Pull out every line in the entries below that contains the word "plastic", copying each one unchanged. Matches must have the same uppercase and lowercase letters.

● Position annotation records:
--- START ---
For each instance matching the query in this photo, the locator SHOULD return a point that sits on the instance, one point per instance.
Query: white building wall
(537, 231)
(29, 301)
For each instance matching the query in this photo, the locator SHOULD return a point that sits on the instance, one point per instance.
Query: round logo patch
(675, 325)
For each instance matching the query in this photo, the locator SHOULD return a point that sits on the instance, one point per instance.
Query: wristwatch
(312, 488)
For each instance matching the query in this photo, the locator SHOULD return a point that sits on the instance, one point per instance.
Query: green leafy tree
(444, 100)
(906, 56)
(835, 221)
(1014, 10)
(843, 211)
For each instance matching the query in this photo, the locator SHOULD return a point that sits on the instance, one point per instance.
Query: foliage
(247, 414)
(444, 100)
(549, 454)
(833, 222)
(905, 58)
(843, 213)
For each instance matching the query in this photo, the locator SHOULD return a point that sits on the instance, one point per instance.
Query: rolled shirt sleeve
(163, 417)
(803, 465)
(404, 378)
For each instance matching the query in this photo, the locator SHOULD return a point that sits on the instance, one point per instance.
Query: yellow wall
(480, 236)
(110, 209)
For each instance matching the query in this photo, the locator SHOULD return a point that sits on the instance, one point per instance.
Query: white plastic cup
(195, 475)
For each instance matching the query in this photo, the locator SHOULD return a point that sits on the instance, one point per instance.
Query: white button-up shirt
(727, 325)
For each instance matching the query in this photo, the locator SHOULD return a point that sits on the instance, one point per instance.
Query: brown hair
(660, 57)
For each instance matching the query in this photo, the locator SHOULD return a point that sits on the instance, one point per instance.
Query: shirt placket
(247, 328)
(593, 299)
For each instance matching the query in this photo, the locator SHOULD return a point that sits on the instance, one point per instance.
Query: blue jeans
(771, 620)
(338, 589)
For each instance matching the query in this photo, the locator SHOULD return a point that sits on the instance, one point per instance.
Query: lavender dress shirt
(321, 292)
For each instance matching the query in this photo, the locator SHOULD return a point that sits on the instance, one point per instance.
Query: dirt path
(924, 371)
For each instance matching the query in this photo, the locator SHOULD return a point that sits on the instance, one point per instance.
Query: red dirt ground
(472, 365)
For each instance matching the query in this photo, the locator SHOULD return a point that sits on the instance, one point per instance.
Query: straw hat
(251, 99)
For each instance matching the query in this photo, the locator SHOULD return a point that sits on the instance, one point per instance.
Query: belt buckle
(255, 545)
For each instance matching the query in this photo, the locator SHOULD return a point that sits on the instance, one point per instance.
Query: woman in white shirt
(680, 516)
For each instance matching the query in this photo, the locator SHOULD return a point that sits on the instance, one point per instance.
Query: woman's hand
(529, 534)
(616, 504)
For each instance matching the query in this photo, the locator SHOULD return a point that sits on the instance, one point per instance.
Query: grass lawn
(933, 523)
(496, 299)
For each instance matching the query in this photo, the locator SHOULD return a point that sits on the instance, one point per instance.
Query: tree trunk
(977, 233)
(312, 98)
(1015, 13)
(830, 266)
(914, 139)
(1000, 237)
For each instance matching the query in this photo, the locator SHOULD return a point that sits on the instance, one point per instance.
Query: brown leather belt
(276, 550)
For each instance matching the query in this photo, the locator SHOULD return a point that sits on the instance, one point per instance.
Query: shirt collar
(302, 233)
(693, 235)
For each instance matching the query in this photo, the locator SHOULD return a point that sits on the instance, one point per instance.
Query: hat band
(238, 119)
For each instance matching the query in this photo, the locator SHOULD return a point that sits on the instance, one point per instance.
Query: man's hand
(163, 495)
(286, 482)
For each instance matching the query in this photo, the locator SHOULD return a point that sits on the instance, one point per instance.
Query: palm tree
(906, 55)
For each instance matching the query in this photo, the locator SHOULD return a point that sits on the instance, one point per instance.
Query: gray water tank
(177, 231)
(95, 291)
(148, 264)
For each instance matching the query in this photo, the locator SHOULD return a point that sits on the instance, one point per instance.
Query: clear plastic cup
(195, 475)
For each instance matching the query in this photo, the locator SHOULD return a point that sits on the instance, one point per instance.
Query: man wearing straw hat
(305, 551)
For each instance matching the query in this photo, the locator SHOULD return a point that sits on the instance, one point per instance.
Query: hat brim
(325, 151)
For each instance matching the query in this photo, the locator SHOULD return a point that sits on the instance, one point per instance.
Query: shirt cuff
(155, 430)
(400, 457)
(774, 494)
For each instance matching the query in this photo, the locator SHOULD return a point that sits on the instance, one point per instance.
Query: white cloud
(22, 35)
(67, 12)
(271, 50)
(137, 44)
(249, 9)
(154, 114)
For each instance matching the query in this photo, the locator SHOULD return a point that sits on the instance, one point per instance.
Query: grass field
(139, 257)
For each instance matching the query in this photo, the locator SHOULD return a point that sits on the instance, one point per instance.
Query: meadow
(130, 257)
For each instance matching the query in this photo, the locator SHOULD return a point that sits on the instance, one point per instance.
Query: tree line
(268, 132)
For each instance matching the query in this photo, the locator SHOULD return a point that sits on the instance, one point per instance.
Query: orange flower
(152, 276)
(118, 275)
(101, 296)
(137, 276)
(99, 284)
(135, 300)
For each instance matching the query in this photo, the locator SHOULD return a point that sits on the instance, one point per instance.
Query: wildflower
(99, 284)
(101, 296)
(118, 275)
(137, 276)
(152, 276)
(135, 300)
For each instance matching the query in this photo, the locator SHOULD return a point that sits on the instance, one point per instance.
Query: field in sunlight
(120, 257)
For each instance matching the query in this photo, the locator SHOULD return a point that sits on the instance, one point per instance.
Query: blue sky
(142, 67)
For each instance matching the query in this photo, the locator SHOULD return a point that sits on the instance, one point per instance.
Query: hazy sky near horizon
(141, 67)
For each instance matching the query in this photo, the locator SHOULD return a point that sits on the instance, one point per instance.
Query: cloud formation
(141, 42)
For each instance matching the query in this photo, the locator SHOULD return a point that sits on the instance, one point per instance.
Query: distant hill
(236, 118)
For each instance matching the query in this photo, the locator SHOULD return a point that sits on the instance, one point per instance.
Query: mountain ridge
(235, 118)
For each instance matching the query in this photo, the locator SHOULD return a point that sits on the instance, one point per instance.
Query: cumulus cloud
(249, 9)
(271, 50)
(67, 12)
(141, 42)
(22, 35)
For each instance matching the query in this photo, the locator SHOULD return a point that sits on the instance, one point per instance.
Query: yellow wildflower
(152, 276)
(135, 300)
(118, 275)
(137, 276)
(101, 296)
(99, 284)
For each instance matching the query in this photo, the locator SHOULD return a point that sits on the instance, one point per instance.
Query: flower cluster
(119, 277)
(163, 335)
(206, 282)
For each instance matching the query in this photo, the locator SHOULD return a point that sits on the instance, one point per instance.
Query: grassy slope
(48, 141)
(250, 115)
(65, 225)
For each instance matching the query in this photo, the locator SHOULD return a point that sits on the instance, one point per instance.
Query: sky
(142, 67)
--- END ---
--- START ---
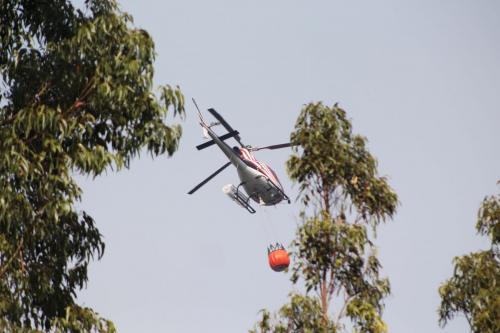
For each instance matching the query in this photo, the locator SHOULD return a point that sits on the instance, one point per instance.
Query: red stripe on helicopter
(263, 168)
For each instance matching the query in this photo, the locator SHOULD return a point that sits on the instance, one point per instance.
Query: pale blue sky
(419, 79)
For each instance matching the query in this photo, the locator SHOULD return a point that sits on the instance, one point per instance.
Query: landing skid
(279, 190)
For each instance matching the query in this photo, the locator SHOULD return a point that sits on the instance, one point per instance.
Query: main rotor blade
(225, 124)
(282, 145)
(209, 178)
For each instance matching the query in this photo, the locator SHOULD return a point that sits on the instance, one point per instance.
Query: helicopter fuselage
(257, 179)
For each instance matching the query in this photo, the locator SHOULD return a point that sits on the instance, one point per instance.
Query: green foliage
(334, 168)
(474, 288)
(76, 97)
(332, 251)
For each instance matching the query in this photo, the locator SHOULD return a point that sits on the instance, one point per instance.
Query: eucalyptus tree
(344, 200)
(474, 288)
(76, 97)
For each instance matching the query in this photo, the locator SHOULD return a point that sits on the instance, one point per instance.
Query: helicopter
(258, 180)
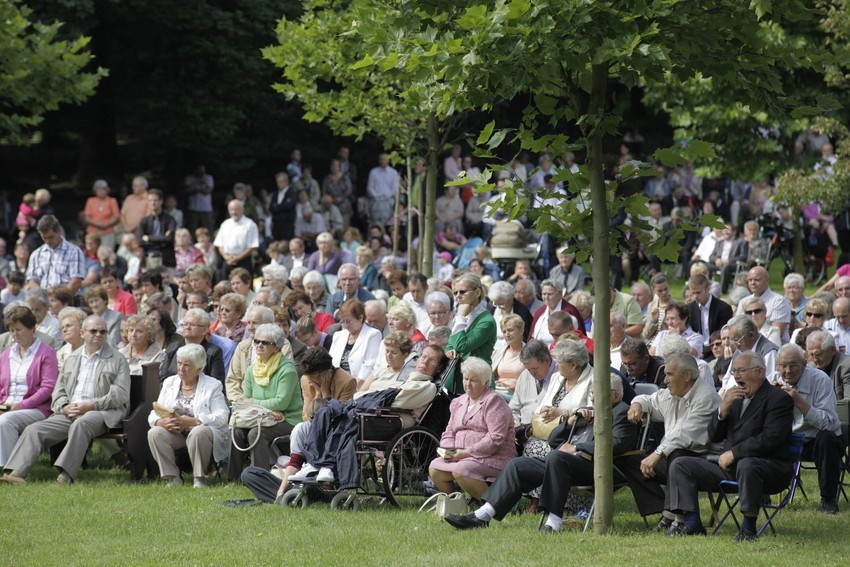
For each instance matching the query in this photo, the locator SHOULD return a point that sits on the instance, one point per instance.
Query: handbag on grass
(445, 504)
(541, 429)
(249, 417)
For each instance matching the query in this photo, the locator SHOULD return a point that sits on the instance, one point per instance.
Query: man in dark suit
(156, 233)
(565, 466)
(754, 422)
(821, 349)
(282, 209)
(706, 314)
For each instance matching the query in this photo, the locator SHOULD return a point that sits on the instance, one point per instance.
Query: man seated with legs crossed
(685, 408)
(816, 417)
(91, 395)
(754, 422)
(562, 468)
--- END ---
--- START ---
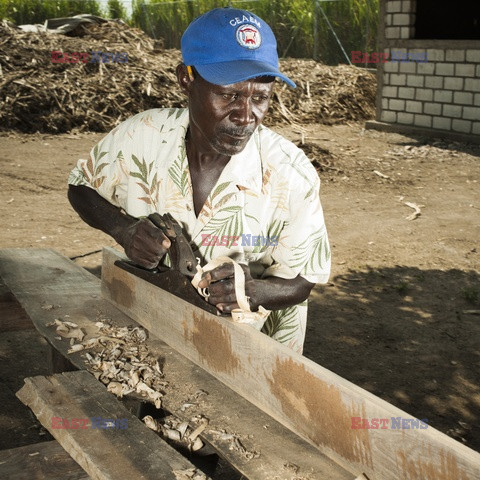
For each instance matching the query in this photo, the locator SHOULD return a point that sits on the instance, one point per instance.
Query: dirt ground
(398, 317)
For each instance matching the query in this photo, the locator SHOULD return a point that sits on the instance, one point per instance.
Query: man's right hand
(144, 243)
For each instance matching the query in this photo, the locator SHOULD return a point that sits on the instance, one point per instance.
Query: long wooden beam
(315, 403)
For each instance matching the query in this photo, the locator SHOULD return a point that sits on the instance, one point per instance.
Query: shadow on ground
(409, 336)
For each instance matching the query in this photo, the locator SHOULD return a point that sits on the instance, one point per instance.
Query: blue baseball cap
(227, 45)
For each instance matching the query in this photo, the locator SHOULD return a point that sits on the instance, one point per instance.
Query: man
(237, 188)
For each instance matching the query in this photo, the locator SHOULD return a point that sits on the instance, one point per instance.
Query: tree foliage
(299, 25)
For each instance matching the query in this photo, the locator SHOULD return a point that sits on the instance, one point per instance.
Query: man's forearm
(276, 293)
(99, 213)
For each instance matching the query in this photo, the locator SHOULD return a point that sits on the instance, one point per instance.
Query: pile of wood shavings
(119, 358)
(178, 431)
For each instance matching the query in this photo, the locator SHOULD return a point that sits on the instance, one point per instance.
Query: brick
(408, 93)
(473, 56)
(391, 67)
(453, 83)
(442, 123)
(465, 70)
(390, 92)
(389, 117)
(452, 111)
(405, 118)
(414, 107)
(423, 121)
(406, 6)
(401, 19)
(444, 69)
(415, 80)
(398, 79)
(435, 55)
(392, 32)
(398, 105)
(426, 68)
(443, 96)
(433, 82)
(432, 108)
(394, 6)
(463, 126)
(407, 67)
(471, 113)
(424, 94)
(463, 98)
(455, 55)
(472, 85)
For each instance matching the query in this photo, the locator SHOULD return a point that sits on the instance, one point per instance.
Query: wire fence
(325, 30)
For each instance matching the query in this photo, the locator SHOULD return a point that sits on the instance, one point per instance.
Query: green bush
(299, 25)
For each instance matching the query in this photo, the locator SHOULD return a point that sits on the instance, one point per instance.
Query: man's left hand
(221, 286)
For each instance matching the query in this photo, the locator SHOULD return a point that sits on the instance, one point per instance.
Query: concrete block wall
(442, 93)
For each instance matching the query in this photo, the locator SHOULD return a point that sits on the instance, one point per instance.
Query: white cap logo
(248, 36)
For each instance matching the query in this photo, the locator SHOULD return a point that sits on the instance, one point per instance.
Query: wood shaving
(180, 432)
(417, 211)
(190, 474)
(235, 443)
--- END ---
● EXERCISE RESULT:
Query: white plastic cup
Query: clear plastic cup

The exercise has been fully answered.